----- EXERCISE DATA

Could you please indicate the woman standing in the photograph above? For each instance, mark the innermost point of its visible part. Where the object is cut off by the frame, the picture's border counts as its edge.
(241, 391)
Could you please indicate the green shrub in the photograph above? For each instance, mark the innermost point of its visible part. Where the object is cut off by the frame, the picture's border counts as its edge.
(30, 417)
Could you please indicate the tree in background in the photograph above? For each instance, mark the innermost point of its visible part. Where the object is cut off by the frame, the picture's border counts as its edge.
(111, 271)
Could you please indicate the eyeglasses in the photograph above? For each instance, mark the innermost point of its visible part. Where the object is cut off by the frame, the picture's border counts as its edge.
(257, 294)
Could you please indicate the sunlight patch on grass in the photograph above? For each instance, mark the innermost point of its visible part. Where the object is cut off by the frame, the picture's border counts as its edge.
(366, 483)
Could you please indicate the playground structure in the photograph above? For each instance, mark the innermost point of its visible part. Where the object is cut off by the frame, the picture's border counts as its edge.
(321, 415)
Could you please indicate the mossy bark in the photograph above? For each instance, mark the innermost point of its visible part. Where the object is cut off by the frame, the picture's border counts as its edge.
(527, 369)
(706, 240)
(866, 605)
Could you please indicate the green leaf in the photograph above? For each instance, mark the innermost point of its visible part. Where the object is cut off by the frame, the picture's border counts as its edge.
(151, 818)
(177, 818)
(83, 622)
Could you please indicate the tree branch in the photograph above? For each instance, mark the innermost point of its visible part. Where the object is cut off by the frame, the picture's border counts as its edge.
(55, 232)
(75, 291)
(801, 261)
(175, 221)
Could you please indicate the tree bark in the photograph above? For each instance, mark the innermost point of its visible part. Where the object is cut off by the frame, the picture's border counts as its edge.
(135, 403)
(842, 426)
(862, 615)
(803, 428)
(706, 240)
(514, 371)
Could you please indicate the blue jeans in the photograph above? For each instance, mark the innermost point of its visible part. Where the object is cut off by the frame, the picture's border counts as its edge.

----------

Set down the listing above in full, please, exactly as it appears.

Could you please indicate the woman standing in the photograph above? For each instance, mark the innermost point of its visible part. Where the object is cut off by the frame, the picture's border counts as its edge.
(241, 391)
Could you please indicate the green shrub in the photograph above? For each instance, mark the innermost point of its visible part. Where the object is cut off by the frame, the picture's border counts as its edge.
(30, 417)
Could you please indicate the tree in background in the photograph above? For each instance, mark the innermost point of its visible part. Where the object is cut off by the frame, the picture's border counts as its edge.
(111, 271)
Could you please indicate the eyeglasses in the photograph above? For each instance, mark the innermost point of its visible part. Where the object is cut off by the frame, the picture's border counts as its edge.
(257, 294)
Could you please indicate the sunlight patch on grass in the photograph above? For each instance, mark the innermost point of its visible part. Where the object is cut off by the frame, the picture's border counts as its edge.
(366, 483)
Could you please indicate the playground structure in the photograph above? For each instance, mark the innermost point of its visible part. Where the object is cut off by the frame, the picture's border counts as its edge.
(321, 415)
Could you please indicate the mossy bark in the photograph above? For each instance, mark the innermost point of its visible part. Where the object is cut off by the frame, the picture's border counts as its edge.
(527, 369)
(706, 240)
(866, 605)
Could you please indicate the green leaf in the photograph above? For each instance, mark the innermost point of its visible part. Where the object is cut off by the frame, the picture's border counts as its edge.
(151, 818)
(177, 818)
(83, 622)
Could you please indicate the tree branch in the photograph above? For each instance, mark the innermost point of its visible part. Where the object is cut off by the frame, the picture's border counts as its edge.
(55, 232)
(75, 291)
(801, 261)
(175, 221)
Could you please indicate the tree bark in the photograph above? For each instance, mark the innermost point of its visible part. Where the object is cut off by the frame, the picture's border counts as its edge.
(135, 403)
(842, 426)
(862, 615)
(803, 428)
(706, 240)
(514, 371)
Could you please indicate the blue jeans in the photograph above? For each instance, mark the innermost point of its visible part. Where the object is cut off by the frame, the picture's border counts as its edge.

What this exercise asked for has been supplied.